EXERCISE REQUIREMENTS: Copy the data below word for word, from its first line up to and including the line with "[324,0,371,174]". Leave out the pictures.

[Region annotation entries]
• • •
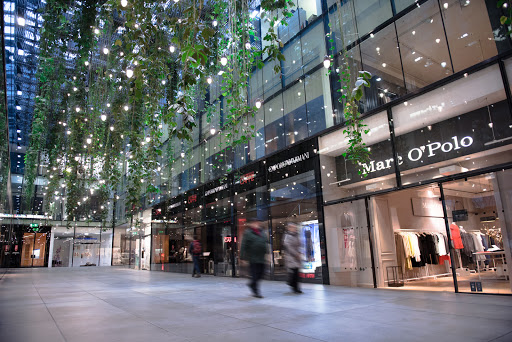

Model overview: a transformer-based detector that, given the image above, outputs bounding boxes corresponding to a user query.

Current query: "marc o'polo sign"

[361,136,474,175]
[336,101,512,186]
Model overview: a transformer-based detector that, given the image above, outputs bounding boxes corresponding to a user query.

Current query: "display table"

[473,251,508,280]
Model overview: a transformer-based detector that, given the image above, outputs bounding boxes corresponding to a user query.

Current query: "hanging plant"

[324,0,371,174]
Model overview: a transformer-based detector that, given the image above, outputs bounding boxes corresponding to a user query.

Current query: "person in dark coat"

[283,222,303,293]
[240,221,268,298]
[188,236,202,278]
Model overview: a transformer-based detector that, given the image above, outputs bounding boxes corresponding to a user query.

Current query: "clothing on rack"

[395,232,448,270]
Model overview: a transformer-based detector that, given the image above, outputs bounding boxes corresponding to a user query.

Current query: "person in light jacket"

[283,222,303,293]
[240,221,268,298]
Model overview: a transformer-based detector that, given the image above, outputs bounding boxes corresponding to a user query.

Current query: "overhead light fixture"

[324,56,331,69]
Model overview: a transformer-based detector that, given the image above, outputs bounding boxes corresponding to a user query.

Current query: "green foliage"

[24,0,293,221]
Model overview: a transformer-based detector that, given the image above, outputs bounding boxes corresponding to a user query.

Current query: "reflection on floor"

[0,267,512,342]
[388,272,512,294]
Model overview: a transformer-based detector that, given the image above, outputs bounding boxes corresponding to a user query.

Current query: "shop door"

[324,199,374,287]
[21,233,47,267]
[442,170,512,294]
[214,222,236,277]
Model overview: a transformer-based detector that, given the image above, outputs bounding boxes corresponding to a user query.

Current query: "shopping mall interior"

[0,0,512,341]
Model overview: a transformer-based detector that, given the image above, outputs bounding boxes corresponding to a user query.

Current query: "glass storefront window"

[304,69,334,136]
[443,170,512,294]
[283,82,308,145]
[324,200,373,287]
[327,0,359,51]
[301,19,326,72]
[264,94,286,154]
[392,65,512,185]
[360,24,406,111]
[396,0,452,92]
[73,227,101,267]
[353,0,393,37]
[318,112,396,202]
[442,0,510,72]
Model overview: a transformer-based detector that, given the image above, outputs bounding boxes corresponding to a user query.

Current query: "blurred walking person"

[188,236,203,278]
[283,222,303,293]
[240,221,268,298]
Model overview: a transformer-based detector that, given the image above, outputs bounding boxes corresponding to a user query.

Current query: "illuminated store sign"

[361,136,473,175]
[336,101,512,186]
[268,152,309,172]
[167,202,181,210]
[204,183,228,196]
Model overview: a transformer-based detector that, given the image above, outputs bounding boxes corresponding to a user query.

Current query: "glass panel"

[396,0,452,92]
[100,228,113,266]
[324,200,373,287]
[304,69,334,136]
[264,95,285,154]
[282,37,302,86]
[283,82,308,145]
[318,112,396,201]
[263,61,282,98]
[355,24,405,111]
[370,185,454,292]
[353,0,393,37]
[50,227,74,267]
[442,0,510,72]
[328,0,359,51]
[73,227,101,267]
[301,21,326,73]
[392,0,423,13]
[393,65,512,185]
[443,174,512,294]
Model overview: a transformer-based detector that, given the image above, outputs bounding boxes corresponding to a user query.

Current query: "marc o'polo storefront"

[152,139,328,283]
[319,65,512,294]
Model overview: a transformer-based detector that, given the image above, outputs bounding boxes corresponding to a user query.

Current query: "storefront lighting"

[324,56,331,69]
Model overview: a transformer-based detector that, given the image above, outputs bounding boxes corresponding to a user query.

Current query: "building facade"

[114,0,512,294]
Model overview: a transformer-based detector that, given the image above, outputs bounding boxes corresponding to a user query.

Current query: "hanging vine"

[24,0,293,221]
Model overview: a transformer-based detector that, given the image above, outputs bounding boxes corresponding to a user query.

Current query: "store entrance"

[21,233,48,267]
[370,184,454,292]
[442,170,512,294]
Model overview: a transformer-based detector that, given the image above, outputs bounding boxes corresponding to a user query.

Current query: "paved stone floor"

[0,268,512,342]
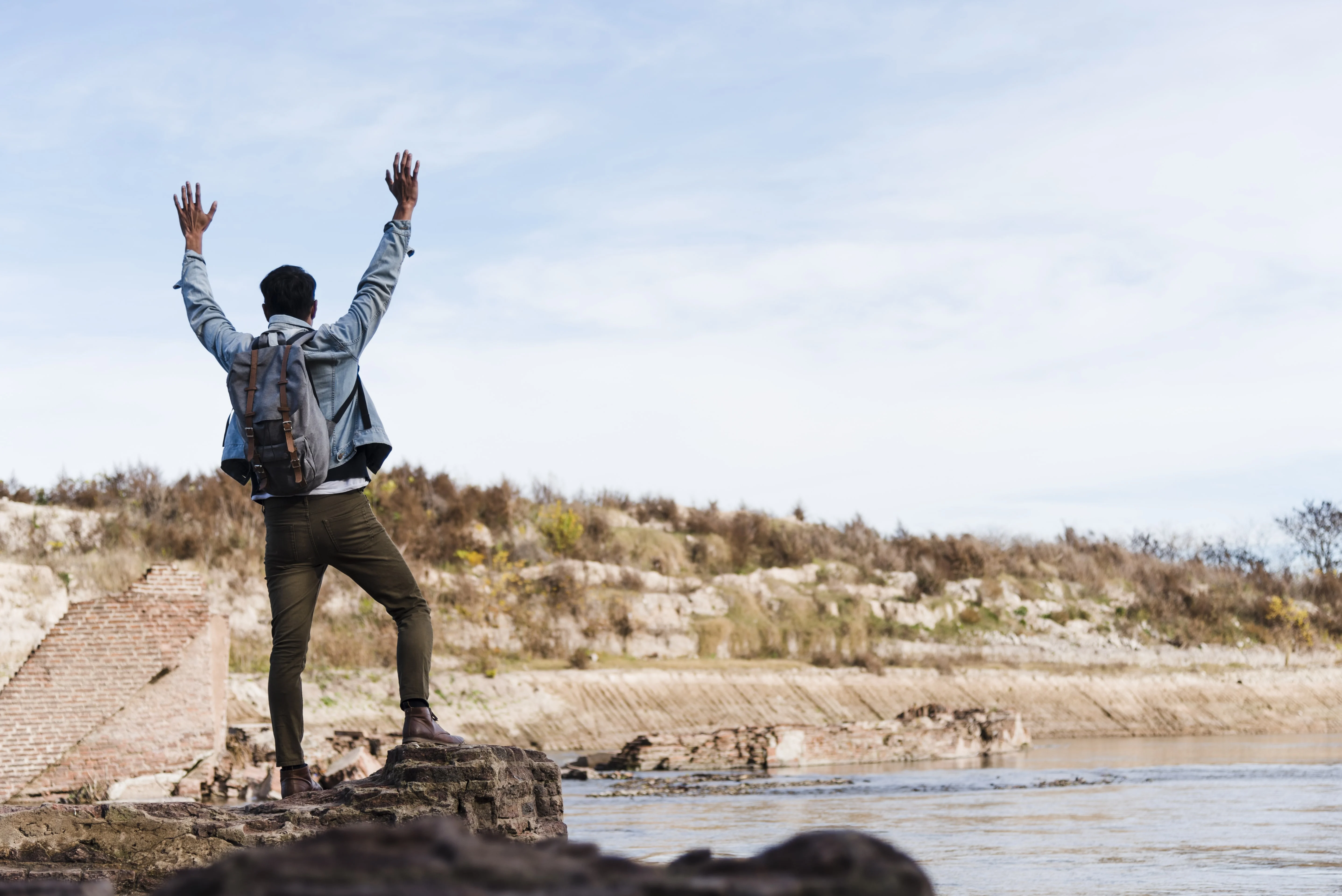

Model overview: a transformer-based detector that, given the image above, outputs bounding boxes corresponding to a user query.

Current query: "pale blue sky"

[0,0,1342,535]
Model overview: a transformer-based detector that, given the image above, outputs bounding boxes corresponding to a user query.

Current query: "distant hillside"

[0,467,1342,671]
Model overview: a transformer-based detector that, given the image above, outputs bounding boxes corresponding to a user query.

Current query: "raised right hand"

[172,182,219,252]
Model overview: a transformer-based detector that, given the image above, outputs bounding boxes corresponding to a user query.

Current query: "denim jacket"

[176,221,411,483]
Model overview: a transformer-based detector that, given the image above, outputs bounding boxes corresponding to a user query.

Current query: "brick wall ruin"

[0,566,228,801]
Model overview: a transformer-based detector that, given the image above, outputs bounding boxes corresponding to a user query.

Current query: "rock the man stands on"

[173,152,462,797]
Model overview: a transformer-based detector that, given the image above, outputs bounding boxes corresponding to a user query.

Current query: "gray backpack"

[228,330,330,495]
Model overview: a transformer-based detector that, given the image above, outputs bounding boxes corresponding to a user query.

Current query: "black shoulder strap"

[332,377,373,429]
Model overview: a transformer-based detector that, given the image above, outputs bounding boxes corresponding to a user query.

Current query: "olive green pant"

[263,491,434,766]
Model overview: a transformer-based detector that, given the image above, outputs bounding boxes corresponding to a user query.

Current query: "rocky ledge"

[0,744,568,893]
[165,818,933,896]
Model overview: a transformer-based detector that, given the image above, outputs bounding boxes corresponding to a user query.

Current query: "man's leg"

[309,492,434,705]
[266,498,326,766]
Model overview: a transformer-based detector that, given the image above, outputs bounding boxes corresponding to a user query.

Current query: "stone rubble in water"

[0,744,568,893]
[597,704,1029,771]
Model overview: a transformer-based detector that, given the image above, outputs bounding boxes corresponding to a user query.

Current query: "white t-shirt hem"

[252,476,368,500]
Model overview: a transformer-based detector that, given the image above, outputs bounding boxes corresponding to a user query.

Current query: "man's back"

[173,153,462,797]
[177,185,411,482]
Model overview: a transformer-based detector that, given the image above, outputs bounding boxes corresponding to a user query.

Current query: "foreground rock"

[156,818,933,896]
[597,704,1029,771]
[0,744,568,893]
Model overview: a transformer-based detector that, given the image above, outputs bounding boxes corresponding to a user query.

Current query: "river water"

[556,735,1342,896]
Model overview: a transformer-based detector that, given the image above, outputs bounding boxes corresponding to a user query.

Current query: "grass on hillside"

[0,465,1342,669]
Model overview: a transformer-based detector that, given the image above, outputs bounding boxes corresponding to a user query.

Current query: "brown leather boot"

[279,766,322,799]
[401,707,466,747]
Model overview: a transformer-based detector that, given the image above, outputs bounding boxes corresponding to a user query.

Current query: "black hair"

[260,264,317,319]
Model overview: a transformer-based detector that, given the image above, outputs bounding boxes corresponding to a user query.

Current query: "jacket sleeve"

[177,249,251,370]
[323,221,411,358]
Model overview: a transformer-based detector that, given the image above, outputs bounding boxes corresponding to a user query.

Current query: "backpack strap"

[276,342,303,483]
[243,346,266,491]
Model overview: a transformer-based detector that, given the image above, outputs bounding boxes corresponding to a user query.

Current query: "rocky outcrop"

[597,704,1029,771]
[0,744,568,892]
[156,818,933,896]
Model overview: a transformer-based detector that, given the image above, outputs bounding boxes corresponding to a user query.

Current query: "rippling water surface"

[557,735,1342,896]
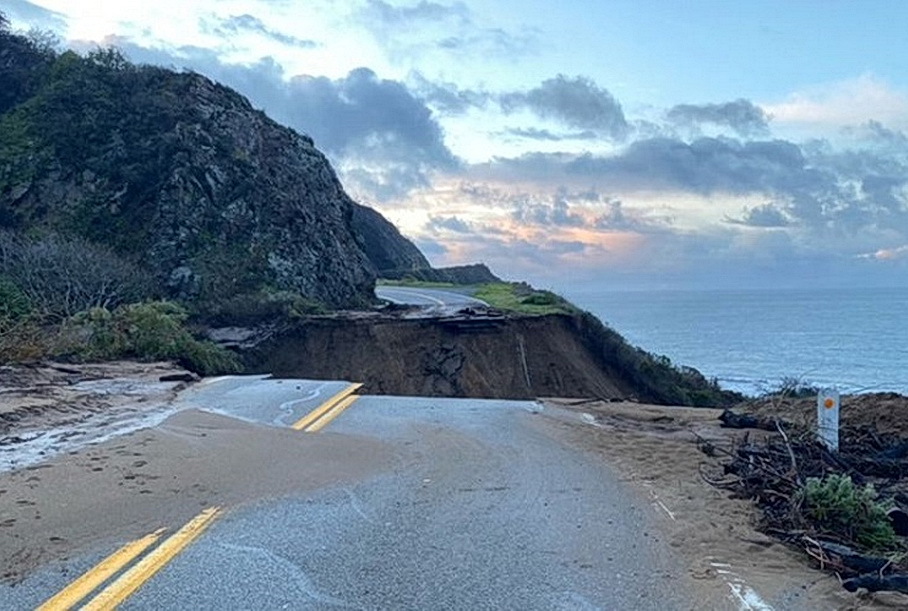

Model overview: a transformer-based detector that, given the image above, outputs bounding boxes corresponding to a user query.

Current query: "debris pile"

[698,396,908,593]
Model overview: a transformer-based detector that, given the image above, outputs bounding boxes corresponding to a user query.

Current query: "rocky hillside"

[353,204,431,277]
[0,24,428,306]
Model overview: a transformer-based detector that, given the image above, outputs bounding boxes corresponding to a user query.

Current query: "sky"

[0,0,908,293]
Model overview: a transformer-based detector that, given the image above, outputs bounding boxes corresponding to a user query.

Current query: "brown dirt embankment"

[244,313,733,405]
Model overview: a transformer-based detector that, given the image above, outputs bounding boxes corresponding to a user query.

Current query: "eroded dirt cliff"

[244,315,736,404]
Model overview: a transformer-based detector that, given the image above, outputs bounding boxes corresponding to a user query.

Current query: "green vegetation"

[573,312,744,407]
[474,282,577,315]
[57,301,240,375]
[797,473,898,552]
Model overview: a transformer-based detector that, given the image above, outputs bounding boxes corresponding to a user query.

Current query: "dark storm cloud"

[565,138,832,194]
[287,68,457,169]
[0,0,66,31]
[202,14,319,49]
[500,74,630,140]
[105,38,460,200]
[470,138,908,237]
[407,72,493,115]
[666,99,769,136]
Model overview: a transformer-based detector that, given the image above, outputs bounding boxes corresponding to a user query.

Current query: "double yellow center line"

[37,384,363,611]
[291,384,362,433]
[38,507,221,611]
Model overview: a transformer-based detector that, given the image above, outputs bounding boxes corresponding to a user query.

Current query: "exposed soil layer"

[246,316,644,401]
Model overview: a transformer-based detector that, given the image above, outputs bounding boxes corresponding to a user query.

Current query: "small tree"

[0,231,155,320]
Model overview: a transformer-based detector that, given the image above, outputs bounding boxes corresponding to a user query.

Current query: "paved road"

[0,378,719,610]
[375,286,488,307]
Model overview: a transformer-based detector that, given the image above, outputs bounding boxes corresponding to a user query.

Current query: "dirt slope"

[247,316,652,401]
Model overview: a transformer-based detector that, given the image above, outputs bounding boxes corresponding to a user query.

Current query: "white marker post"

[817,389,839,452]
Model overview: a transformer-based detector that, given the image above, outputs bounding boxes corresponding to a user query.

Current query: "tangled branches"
• • •
TASK OUTPUT:
Model overview: a transformer-based detector that, given the image above, outputs bounding boxes corresponding to a user query.

Current query: "marc o'polo sign"

[361,136,474,175]
[336,101,512,186]
Model overview: a transformer-based detector that, given the image above, outputs bounding boxes corresponding to a user query.

Current query: "display table"

[473,251,508,280]
Model overview: a transformer-based detector that, given the image above, outputs bounding boxes corresponding to a user query.

Current query: "hanging plant"

[324,0,371,174]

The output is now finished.